### Short exercise
Exactly reproduce the line that contains "Crop-scouting request: mark the grass" and all lines after it in the entries below, through the very last line.

◇ ◇ ◇

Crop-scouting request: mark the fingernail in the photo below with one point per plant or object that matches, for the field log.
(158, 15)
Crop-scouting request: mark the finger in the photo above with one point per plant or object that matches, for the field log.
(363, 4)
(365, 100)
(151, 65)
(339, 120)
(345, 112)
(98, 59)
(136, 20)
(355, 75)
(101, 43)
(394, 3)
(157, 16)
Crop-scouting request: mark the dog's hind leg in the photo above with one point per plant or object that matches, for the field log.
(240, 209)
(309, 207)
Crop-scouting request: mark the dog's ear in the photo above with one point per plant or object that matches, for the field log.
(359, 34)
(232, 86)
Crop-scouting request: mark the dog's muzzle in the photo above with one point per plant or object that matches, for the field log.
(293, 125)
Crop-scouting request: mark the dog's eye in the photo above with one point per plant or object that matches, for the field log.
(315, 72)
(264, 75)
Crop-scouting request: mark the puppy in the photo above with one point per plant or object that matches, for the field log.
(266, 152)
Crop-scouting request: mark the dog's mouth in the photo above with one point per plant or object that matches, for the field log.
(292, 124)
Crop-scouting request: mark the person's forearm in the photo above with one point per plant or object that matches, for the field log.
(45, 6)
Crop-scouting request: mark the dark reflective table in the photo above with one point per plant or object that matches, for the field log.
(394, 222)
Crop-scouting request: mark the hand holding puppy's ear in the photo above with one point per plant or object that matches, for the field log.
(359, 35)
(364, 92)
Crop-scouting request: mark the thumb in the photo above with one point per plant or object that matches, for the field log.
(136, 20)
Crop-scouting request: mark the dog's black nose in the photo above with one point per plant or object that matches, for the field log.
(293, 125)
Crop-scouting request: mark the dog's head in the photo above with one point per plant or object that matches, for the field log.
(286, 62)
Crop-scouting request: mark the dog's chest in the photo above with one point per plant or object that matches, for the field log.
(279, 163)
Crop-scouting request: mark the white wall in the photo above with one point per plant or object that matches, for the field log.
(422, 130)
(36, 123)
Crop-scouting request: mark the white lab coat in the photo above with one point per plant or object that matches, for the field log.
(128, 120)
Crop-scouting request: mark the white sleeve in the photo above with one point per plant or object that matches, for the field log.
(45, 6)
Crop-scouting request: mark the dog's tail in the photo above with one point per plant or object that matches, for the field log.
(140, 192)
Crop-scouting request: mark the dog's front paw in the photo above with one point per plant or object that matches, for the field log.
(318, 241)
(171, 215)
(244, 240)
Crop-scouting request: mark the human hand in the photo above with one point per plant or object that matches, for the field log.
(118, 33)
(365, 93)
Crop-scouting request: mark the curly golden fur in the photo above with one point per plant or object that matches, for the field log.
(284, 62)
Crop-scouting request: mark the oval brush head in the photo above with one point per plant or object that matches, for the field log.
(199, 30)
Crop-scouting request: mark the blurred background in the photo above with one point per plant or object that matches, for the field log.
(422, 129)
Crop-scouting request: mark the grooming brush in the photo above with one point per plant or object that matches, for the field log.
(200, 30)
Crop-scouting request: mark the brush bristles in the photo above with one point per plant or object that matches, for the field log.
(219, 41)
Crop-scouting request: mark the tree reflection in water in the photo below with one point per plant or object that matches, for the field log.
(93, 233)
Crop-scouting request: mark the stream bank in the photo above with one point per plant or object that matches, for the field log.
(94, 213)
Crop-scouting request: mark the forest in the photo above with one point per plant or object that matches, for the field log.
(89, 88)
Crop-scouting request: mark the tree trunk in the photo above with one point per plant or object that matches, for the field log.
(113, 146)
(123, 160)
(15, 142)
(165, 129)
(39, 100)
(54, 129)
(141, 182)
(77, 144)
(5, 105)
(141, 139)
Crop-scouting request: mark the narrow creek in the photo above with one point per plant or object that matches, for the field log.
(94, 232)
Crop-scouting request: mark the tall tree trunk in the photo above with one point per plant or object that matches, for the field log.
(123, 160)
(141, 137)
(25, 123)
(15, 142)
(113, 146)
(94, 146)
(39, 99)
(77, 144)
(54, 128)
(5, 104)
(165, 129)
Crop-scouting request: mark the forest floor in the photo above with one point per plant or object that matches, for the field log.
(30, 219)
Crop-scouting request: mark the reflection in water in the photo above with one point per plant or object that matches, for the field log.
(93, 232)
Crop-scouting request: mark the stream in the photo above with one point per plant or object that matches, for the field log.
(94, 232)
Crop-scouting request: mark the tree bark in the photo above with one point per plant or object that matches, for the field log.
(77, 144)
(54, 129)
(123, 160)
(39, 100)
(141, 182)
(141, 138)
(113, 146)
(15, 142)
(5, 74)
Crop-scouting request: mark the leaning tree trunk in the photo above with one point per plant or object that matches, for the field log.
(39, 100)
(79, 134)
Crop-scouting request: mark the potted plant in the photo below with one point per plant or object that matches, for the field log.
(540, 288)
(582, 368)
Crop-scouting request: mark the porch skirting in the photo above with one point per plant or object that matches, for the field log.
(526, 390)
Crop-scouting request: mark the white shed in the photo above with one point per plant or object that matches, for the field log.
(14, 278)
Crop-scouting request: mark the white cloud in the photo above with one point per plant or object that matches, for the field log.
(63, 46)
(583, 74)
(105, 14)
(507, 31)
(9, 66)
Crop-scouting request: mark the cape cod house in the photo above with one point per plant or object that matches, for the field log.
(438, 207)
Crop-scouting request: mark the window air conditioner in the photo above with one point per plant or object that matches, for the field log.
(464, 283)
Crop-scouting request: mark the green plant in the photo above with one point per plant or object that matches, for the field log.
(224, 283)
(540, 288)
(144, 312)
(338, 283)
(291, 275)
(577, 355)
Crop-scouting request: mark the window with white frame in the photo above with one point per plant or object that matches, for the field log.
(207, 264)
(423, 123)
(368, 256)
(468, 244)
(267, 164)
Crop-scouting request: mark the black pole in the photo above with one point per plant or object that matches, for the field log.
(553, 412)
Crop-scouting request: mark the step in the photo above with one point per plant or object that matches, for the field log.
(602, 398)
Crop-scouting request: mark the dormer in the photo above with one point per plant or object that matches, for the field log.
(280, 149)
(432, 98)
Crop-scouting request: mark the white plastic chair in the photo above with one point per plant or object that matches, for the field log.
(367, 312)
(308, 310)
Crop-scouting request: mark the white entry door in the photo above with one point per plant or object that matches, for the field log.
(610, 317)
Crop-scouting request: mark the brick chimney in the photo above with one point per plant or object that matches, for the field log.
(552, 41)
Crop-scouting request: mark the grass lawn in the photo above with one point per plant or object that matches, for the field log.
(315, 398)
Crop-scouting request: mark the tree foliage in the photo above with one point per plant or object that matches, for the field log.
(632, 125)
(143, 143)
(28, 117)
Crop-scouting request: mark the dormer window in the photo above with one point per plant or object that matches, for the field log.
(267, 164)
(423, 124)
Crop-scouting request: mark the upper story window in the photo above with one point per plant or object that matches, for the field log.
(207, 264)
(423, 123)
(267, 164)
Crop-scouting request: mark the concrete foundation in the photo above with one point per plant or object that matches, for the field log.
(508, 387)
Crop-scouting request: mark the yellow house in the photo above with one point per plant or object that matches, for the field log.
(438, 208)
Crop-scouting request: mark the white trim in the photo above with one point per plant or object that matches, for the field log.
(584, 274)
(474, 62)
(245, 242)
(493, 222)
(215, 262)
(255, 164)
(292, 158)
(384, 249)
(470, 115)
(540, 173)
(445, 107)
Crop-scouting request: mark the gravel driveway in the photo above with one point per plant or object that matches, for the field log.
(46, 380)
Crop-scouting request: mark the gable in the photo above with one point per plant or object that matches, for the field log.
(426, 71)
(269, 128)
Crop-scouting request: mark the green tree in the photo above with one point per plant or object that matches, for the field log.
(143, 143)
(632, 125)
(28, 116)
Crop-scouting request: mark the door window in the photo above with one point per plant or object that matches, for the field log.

◇ ◇ ◇

### In response
Crop-scouting request: mark the grass lawn in the photo above with one point per plant or object that matches, for the field log.
(315, 398)
Crop-scouting request: mark the tree foliage in the photo above with one point per plant or object that matches, for the field log.
(632, 125)
(143, 143)
(28, 117)
Crop-scouting request: mark the dormer window in the photo above with one point per plant or object that matches, for the field log.
(267, 164)
(423, 124)
Crop-scouting request: mark the upper story window in the photo above with one point per plant or object that matches, for the field log.
(207, 264)
(423, 123)
(267, 164)
Crop-scouting request: mark the concrete foundation in the photo above with one point per plant or object that matches, for the field log.
(508, 387)
Crop-scouting request: mark the yellow house in the photo above with one point per plant or object that matches, for the field log.
(438, 208)
Crop-scouting request: mark the white trim in the photo above with one point per plant or object that matches, for the field log.
(584, 274)
(474, 62)
(245, 242)
(493, 222)
(215, 262)
(255, 164)
(292, 158)
(384, 249)
(470, 115)
(540, 173)
(445, 107)
Crop-scouting request: mark the gravel driveway in the photo above with one point per plant or object that matches, for the field log.
(46, 380)
Crop-scouting request: mark the gable in the photo above with one point per plant or object that matches, for the field log.
(426, 71)
(269, 128)
Crop-scouting request: mark the green tree in the photo above with one point per plant or object that matches, for the field log.
(143, 143)
(632, 125)
(28, 116)
Crop-scouting request: mark the door window in the photo above with one point per plant or object that matches, for the field log.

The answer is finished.